## Selected excerpt
A Qualitative Method for Mining Open Source Software Repositories

Publication TypeConference Proceedings
Year of Publication2012
AuthorsNoll, J, Seichter, D, Beecham, S
Refereed DesignationRefereed
Secondary TitleIFIP Advances in Information and Communication Technology 378 (OSS 2012)
Date Published09/2012
PublisherIFIP AICT, Springer
Keywordscontent analysis, Electronic Medical Record, Qualitative Research

The volume of data archived in open source software project repositories makes automated, quantitative techniques attractive for extracting and analyzing information from these archives. However, many kinds of archival data include blocks of natural language text that are difficult to analyze automatically.

This paper introduces a qualitative analysis method that is transparent and repeatable, leads to objective findings when dealing with qualitative data, and is efficient enough to be applied to large archives.

## Tasks and exercises
1/ From the page on mining open source software repositories, copy verbatim the passage between "Publication TypeConference Proceedings" and "to analyze automatically.", inclusive.
2/ Answer these questions from the page on mining open source software repositories:
(a) What makes automated, quantitative techniques attractive for these archives?
(b) What do many kinds of archival data include that is difficult to analyze automatically?
(c) What is the introduced method efficient enough to do?
3/ Pick up the page on mining open source software repositories after its final sentence and continue it.

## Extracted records
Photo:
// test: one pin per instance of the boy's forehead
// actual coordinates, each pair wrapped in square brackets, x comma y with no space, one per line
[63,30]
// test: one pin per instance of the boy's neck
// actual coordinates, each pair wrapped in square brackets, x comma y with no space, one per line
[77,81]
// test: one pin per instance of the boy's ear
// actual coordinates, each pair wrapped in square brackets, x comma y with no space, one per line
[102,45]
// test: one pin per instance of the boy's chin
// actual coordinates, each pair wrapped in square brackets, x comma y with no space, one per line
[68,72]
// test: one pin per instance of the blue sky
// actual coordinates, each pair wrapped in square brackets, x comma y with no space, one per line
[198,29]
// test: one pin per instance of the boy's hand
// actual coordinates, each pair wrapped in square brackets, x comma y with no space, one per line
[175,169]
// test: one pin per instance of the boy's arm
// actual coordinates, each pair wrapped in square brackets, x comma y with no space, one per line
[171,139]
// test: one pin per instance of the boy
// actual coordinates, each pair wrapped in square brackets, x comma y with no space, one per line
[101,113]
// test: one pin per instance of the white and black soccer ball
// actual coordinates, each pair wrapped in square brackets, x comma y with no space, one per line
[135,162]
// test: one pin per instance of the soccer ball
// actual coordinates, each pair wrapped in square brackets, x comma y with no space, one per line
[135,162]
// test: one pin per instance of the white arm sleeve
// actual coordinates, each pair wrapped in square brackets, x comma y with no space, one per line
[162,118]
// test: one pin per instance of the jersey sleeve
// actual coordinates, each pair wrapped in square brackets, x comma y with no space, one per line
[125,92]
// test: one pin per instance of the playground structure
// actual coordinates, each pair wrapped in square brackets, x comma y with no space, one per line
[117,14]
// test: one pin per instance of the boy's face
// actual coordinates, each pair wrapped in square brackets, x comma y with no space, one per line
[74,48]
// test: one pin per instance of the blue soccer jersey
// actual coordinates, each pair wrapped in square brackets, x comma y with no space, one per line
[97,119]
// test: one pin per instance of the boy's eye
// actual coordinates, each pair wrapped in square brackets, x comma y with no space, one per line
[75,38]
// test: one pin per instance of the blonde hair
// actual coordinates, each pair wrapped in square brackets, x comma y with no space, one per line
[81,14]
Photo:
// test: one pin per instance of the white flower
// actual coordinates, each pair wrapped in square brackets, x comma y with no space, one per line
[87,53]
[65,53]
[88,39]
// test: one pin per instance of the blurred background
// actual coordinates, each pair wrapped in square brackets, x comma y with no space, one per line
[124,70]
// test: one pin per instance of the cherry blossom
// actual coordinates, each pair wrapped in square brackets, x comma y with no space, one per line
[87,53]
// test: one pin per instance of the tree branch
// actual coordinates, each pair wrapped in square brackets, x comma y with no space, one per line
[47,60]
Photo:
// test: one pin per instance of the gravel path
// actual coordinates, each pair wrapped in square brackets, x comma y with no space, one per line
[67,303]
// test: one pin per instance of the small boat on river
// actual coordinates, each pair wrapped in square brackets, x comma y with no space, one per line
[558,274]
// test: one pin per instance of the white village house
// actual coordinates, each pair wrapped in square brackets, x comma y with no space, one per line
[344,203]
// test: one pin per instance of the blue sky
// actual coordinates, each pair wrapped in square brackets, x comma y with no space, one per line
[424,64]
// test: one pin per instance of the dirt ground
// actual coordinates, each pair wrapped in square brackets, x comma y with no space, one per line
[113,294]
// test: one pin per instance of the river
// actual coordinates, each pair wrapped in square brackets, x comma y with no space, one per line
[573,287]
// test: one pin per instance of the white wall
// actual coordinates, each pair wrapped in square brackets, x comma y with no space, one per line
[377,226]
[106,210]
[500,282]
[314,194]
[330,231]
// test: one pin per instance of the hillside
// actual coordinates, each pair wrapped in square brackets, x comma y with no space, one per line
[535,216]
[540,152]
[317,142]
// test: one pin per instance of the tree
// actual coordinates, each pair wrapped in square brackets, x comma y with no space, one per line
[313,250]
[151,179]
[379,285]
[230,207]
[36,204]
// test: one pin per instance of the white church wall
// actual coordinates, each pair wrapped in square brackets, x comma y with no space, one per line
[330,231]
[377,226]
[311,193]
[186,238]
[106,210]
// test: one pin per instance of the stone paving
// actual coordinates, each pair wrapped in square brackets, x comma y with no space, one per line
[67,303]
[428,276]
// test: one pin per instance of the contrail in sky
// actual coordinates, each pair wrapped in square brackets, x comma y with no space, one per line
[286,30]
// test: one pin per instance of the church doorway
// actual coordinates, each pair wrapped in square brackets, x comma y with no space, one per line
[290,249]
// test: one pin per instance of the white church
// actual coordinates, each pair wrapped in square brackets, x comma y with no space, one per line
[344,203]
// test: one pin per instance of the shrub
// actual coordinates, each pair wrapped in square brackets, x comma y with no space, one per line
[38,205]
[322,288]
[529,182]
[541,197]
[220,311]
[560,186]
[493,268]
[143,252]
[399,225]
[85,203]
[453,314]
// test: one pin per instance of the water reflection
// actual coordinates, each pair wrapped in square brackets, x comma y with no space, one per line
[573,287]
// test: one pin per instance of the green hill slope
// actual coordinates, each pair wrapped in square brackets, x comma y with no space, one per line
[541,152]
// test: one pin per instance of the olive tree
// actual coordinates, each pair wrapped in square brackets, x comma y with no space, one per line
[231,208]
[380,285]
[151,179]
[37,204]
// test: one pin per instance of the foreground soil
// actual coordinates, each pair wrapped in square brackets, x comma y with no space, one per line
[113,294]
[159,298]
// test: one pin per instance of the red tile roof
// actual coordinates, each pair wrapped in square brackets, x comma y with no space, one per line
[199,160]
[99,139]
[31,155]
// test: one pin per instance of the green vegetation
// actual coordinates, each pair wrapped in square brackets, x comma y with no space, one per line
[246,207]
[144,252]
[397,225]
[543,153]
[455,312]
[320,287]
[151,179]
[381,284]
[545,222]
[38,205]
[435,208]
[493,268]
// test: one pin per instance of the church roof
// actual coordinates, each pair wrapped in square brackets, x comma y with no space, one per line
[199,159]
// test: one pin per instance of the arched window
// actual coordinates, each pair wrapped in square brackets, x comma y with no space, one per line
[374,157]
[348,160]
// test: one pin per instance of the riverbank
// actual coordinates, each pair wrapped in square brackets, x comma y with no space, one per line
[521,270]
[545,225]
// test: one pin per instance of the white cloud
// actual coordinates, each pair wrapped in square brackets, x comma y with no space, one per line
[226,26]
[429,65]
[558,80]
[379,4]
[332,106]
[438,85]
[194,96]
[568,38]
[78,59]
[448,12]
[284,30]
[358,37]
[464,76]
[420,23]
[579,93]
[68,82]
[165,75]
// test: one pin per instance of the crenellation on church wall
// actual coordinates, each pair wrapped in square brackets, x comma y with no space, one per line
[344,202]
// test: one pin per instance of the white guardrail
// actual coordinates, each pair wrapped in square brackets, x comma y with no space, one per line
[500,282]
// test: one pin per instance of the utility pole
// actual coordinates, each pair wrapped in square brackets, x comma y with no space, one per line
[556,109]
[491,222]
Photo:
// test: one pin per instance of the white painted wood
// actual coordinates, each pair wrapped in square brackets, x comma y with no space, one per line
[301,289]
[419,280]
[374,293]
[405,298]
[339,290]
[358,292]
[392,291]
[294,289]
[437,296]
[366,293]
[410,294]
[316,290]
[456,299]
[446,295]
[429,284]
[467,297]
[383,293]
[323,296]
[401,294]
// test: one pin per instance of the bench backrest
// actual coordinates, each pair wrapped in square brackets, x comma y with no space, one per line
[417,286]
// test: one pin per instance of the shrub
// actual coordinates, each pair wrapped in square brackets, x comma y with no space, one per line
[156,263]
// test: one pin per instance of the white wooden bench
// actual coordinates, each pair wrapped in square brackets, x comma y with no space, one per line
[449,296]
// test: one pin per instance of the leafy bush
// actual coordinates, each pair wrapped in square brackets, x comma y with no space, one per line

## Task answers
1/
Publication TypeConference Proceedings
Year of Publication2012
AuthorsNoll, J, Seichter, D, Beecham, S
Refereed DesignationRefereed
Secondary TitleIFIP Advances in Information and Communication Technology 378 (OSS 2012)
Date Published09/2012
PublisherIFIP AICT, Springer
Keywordscontent analysis, Electronic Medical Record, Qualitative Research

The volume of data archived in open source software project repositories makes automated, quantitative techniques attractive for extracting and analyzing information from these archives. However, many kinds of archival data include blocks of natural language text that are difficult to analyze automatically.

2/
(a) The volume of data archived in open source software project repositories.
(b) Blocks of natural language text.
(c) Be applied to large archives.

3/
The method was applied in a case study of developer and user forum discussions of an open source electronic medical record project. The study demonstrates that the qualitative repository mining method can be employed to derive useful results quickly yet accurately. These results would not be possible using a strictly automated approach.


The method proposed by this study employs content analysis Krippendorff [10], a classification technique that is frequently applied to interview and focus group data. The objective of content analysis is to ask quantitative questions about qualitative data. The approach is similar to the grounded theory method, but differs from grounded theory in that the results are quantitative rather than qualitative: content analysis produces results such as, “49% of messages submitted to project mailing lists were sent by core developers.”